▶ [Entries from a pointing dataset]
****************

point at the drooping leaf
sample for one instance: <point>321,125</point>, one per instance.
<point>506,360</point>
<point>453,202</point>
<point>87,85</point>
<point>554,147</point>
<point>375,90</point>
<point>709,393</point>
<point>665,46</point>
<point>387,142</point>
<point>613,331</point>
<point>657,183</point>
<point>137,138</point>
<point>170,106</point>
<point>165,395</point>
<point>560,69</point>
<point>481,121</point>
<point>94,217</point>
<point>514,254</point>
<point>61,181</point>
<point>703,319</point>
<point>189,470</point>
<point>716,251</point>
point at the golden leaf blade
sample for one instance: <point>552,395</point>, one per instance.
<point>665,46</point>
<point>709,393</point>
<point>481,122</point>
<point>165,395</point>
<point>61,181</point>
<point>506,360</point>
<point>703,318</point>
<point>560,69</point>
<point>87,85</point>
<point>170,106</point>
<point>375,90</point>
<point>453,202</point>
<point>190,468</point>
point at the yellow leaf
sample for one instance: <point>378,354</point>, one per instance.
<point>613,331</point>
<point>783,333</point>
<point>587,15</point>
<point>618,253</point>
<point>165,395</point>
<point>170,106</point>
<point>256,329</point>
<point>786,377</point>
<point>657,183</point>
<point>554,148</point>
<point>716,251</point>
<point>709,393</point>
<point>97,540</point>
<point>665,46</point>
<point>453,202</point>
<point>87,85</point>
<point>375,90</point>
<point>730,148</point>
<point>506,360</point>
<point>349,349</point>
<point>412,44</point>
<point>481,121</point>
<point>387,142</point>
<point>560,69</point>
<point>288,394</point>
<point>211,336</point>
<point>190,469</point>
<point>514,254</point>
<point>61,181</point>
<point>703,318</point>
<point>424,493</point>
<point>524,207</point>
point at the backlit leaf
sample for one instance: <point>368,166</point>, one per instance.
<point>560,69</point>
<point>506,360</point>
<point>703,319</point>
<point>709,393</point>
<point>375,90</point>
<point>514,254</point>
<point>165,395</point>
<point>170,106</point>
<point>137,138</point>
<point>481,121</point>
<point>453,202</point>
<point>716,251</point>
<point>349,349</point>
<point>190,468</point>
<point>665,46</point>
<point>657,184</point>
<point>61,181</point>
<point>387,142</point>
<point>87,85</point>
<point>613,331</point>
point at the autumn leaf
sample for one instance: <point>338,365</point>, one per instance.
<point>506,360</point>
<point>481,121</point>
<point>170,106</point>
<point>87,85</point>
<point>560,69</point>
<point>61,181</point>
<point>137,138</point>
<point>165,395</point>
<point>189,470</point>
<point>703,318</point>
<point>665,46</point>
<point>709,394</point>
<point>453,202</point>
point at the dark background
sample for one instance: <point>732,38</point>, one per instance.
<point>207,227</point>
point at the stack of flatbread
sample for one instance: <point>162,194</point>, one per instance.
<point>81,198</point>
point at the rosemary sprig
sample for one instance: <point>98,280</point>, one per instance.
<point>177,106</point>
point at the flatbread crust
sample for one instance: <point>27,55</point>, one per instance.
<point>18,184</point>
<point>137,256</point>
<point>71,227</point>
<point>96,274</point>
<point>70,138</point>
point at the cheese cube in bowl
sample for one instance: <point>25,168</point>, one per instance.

****************

▶ [WHAT YOU ARE ASKED TO DO] Copy everything from the line containing "point at the rosemary sprig" down to the end of the records, swapping "rosemary sprig" for "thyme sprig" and leaving all else unchanged.

▶ [WRITTEN SOLUTION]
point at the thyme sprig
sample for one instance: <point>98,280</point>, one per instance.
<point>177,106</point>
point at the flatbread crust
sample for one instance: <point>27,55</point>, one per instance.
<point>18,184</point>
<point>137,256</point>
<point>71,227</point>
<point>96,274</point>
<point>70,138</point>
point at the cheese cube in bowl
sample for one instance: <point>25,168</point>, one per instance.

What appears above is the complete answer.